CHALLENGES:
1. List every place name that appears in the account of the school shooter's escape below.
2. Write the next part of the account of the school shooter's escape, picking up after its final sentence.

PAGE:
"""
The school decided to let the students go home, which made the search for the perpetrator slightly more difficult. The perpetrator of the shooting had prepared for an escape, as he had a sleeping bag with him and he had left two bicycles along the escape route. A local radio station, Ramona, broadcast a description of the shooter over the airwaves and said if a person matching the description were to come and ask someone for something, for example water, it was to be given to him and then reported to the police. At about 9:30, a woman living on Klamilantie heard a knock on her door, and it was a person matching the perpetrator's description asking for water, which the woman gave to him. The woman heard the broadcast by Ramona later that day, after which she immediately reported it to the police.

During the escape, the shooter purposefully walked along a small river to hide his scent from the police dogs. Eventually the police found his backpack and the two guns belonging to his father in a forest. A short time after, a police helicopter spotted the shooter himself, who was trying to hide. The shooter was captured at 17:00 at Eurajoki, near the town of Hankkila. During the ride to a police station, the driver asked the shooter how he felt, to which the boy responded with a question, "Did the third one also die?"
"""
DATA SHOWN:
"""
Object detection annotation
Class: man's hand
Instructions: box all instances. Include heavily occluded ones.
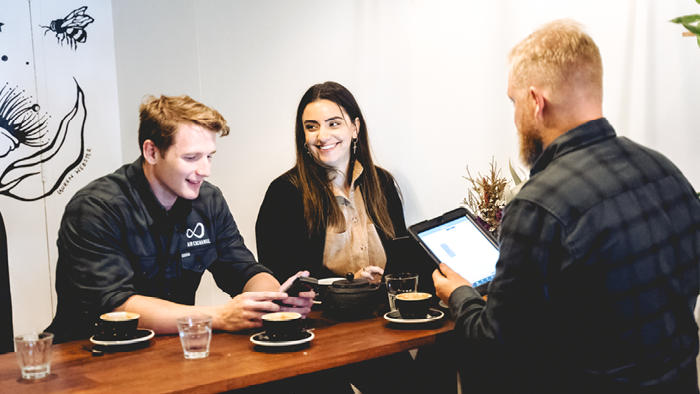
[214,291,287,331]
[279,271,316,319]
[433,263,472,305]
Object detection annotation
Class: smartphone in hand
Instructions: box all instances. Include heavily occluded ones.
[280,276,318,297]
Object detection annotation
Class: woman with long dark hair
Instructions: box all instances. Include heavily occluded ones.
[255,82,407,283]
[255,82,420,394]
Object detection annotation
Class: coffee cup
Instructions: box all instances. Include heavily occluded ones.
[262,312,302,341]
[395,293,433,319]
[97,312,140,341]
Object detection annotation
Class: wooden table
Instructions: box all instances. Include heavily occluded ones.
[0,309,454,394]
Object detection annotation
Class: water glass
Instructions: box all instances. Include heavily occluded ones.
[384,272,418,311]
[177,315,211,359]
[15,332,53,379]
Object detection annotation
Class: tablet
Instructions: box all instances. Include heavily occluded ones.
[408,208,499,295]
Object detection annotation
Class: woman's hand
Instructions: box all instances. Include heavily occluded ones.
[355,265,384,285]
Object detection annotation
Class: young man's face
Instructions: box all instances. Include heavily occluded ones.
[150,123,216,209]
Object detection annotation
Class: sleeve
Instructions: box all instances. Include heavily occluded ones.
[52,195,137,337]
[377,167,408,238]
[450,200,566,355]
[208,189,272,297]
[255,177,330,283]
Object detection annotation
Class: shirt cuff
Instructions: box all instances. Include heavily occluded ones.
[449,285,481,312]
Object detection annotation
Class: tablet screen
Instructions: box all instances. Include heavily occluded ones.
[418,216,499,288]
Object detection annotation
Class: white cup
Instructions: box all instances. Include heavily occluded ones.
[384,272,418,311]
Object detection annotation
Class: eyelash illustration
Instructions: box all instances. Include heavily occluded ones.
[39,5,95,50]
[0,84,47,158]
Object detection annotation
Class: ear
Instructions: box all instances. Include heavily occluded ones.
[352,117,360,138]
[143,140,160,165]
[528,86,547,121]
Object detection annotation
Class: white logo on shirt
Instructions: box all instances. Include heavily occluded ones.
[187,222,204,238]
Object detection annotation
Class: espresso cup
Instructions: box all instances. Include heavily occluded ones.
[97,312,140,341]
[262,312,302,341]
[395,293,433,319]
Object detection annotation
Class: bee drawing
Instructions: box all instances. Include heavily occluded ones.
[39,6,95,50]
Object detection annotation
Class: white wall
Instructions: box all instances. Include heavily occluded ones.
[0,0,122,333]
[113,0,700,302]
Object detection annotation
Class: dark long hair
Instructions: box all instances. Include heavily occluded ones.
[287,82,395,238]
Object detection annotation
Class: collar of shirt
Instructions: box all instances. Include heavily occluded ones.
[530,118,616,177]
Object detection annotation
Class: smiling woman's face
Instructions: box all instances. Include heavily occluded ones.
[301,100,360,173]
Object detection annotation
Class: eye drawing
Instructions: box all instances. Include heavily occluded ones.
[0,84,46,158]
[0,78,87,201]
[39,5,95,50]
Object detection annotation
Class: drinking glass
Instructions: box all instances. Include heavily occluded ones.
[15,332,53,379]
[177,315,211,359]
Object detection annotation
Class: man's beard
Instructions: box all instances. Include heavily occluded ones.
[519,124,544,168]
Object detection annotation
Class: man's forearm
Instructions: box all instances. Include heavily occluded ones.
[114,295,219,334]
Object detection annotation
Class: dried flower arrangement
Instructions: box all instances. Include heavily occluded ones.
[462,158,508,237]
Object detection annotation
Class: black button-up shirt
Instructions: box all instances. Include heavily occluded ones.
[47,158,270,342]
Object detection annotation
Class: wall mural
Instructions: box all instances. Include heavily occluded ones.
[40,6,95,50]
[0,0,112,353]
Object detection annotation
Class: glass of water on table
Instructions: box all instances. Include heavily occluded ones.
[384,272,418,311]
[177,315,211,359]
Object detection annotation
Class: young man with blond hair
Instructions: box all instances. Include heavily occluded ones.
[433,21,700,393]
[47,96,314,342]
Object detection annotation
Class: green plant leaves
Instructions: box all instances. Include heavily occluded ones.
[683,23,700,34]
[669,13,700,25]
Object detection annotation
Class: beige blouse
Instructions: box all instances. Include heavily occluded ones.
[323,161,386,277]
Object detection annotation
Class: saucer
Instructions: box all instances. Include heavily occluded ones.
[90,328,156,346]
[384,308,445,324]
[250,331,314,346]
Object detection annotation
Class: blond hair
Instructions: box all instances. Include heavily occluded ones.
[508,19,603,100]
[139,95,230,154]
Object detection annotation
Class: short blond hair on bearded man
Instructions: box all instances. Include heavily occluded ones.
[508,19,603,101]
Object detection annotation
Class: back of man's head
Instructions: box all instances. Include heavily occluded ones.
[139,96,229,154]
[509,19,603,103]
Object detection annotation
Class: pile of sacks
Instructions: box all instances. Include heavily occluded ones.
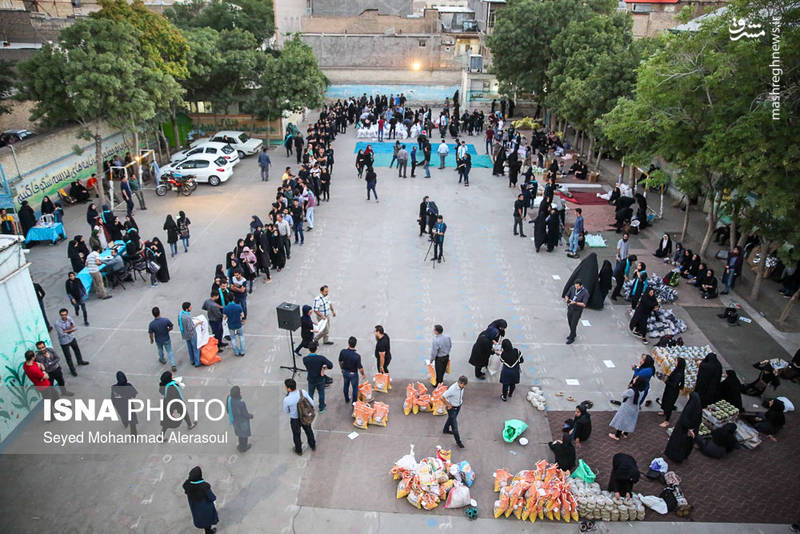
[525,386,547,412]
[403,382,447,415]
[389,444,475,510]
[622,274,678,304]
[628,308,689,339]
[570,478,645,521]
[494,460,579,523]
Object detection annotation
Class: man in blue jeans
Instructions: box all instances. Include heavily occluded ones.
[339,336,367,402]
[222,300,245,356]
[303,341,333,413]
[178,302,200,367]
[147,306,178,372]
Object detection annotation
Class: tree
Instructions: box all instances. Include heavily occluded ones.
[487,0,616,95]
[18,18,174,204]
[164,0,275,44]
[91,0,189,79]
[0,60,14,115]
[246,34,328,144]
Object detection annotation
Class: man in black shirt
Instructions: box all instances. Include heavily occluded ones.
[564,279,589,345]
[514,193,527,237]
[375,325,392,373]
[339,336,367,402]
[304,341,333,413]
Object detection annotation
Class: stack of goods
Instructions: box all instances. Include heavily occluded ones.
[622,274,678,304]
[403,382,447,415]
[628,308,688,339]
[570,478,644,521]
[494,460,578,523]
[389,445,475,510]
[703,400,739,428]
[353,401,389,430]
[652,345,714,395]
[525,386,547,412]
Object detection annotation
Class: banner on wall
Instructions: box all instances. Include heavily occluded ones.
[14,132,128,209]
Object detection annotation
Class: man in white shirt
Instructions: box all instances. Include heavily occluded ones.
[436,139,450,169]
[442,375,468,449]
[311,286,336,345]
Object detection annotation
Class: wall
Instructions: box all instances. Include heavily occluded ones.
[0,235,51,443]
[302,34,452,71]
[302,9,440,35]
[0,122,128,209]
[311,0,413,17]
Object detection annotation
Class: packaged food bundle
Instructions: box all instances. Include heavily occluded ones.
[370,402,389,426]
[492,469,512,492]
[353,402,374,430]
[375,373,392,393]
[358,382,373,402]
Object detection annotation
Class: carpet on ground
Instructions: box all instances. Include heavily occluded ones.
[353,139,492,169]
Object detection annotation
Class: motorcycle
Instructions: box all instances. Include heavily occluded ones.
[156,172,197,197]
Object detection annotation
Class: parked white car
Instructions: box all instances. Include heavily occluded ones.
[170,141,240,165]
[195,130,264,158]
[158,153,233,186]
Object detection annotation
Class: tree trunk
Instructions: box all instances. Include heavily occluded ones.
[750,242,770,301]
[678,195,689,241]
[94,125,107,206]
[698,199,717,257]
[778,288,800,323]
"""
ANSWERS TO THE EXERCISE:
1. Klamilantie, Eurajoki, Hankkila

2.
== Aftermath ==
After the shooting, it became apparent that the perpetrator felt himself to be a victim of bullying and targeted students with whom he had disagreements. He had also said he wanted to "eliminate" three people who were not nice to him. The perpetrator had trained in target shooting with his father. The school however denied that the shooter had ever been bullied. In some speeches made to the public about the shooting, violent television shows were blamed. The police report came to a conclusion that the shooting was not the result of bullying, but that the shooter had a mental breakdown for other reasons. In a psychiatric evaluation the shooter was found to have committed the shooting in an unstable space of mind.

At first bullying was not talked about in the media related to the shooting, due to fears that it would make the shooter appear as a hero and make others follow him. At the end of the year bullying started being spoken about more in relation to the shooting.

Due to the perpetrator being under the age of 15, he never faced any criminal charges for the attack. It was the first school shooting with multiple fatalities in the history of Finland.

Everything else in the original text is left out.